→ **What this exercise asks**
[1] Extract the passage of the buddy cache thread starting at "But may be that" and ending at "will accessible easy.".
[2] In the buddy cache thread, what is the "buddy cache" said to be a cache of?

→ **Document**
[start]

Re: page eviction from the buddy cache

Will Huck <will.huckk@xxxxxxxxx> · Thu, 04 Apr 2013 09:24:53 +0800

Hi Alexey,
On 03/28/2013 01:34 PM, Alexey Lyahkov wrote:
Hi Hugh,

"immediately" say in ~1s after allocation /via krobes/ftrace logs/,
and you are correct - that is in case large streaming io in Lustre - like 3-4GB/s in read.
ftrace logs (with additional trace points) say page allocated, mark page accessed..
and nothing until that page will found in isolate_lru_page in shrink_inactive_list
/that point to set kprobe/
if someone need a logs i may provide it's as it's easy to collect.

I don't need the log, but could you show me how you trace?

But may be that is more generic question when ext4 code, some important metadata exist
in block device page cache in that case calling lru_page_drain() here move these pages
in active LRU so will accessible easy.

On Mar 27, 2013, at 21:24, Hugh Dickins wrote:

[Cc'ing linux-mm: "buddy cache" here is cache of some ext4 metadata]

On Wed, 27 Mar 2013, Theodore Ts'o wrote:
Hi Andrew,

Thanks for your analysis!  Since I'm not a mm developer, I'm not sure
what's the best way to more aggressively mark a page as one that we'd
really like to keep in the page cache --- whether it's calling
lru_add_drain(), or calling activate_page(page), etc.

So I've added Andrew Morton and Hugh Dickens to the cc list as mm
experts in the hopes they could give us some advice about the best way
to achieve this goal.  Andrew, Hugh, could you give us some quick
words of wisdom?
Hardly from me: I'm dissatisfied with answer below, Cc'ed linux-mm.

[end]

→ **Data shown**
[start]

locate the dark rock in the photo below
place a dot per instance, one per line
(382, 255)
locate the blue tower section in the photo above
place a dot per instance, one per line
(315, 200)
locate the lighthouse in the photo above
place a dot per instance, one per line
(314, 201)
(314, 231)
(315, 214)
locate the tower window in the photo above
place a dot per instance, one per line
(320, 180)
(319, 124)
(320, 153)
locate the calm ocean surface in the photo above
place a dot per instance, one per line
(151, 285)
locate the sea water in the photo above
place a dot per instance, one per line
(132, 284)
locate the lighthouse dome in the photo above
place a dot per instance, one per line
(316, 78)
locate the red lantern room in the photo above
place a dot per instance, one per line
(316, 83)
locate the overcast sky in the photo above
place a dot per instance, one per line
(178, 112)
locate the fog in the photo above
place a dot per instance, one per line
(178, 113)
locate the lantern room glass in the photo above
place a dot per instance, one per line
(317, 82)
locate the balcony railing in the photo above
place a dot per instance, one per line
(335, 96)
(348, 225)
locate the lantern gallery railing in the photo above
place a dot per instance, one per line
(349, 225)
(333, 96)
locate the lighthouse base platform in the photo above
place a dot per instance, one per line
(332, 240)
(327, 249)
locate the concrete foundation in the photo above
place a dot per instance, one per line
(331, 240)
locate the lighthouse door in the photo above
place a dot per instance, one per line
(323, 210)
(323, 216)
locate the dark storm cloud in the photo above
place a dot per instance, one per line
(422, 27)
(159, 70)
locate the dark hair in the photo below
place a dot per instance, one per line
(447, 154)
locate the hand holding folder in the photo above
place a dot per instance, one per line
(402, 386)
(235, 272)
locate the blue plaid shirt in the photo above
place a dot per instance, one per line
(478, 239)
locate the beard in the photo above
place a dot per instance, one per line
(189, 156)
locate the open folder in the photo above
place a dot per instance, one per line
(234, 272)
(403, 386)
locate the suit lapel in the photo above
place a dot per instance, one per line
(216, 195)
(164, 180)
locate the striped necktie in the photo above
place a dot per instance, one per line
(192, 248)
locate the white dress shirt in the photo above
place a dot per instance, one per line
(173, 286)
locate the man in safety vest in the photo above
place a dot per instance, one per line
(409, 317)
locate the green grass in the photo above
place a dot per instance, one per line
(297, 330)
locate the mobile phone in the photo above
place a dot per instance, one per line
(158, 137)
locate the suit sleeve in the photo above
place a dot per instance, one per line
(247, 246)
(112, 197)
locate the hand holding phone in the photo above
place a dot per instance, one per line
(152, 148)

[end]

→ **Solved problems**
[1]
But may be that is more generic question when ext4 code, some important metadata exist
in block device page cache in that case calling lru_page_drain() here move these pages
in active LRU so will accessible easy.

[2] Some ext4 metadata.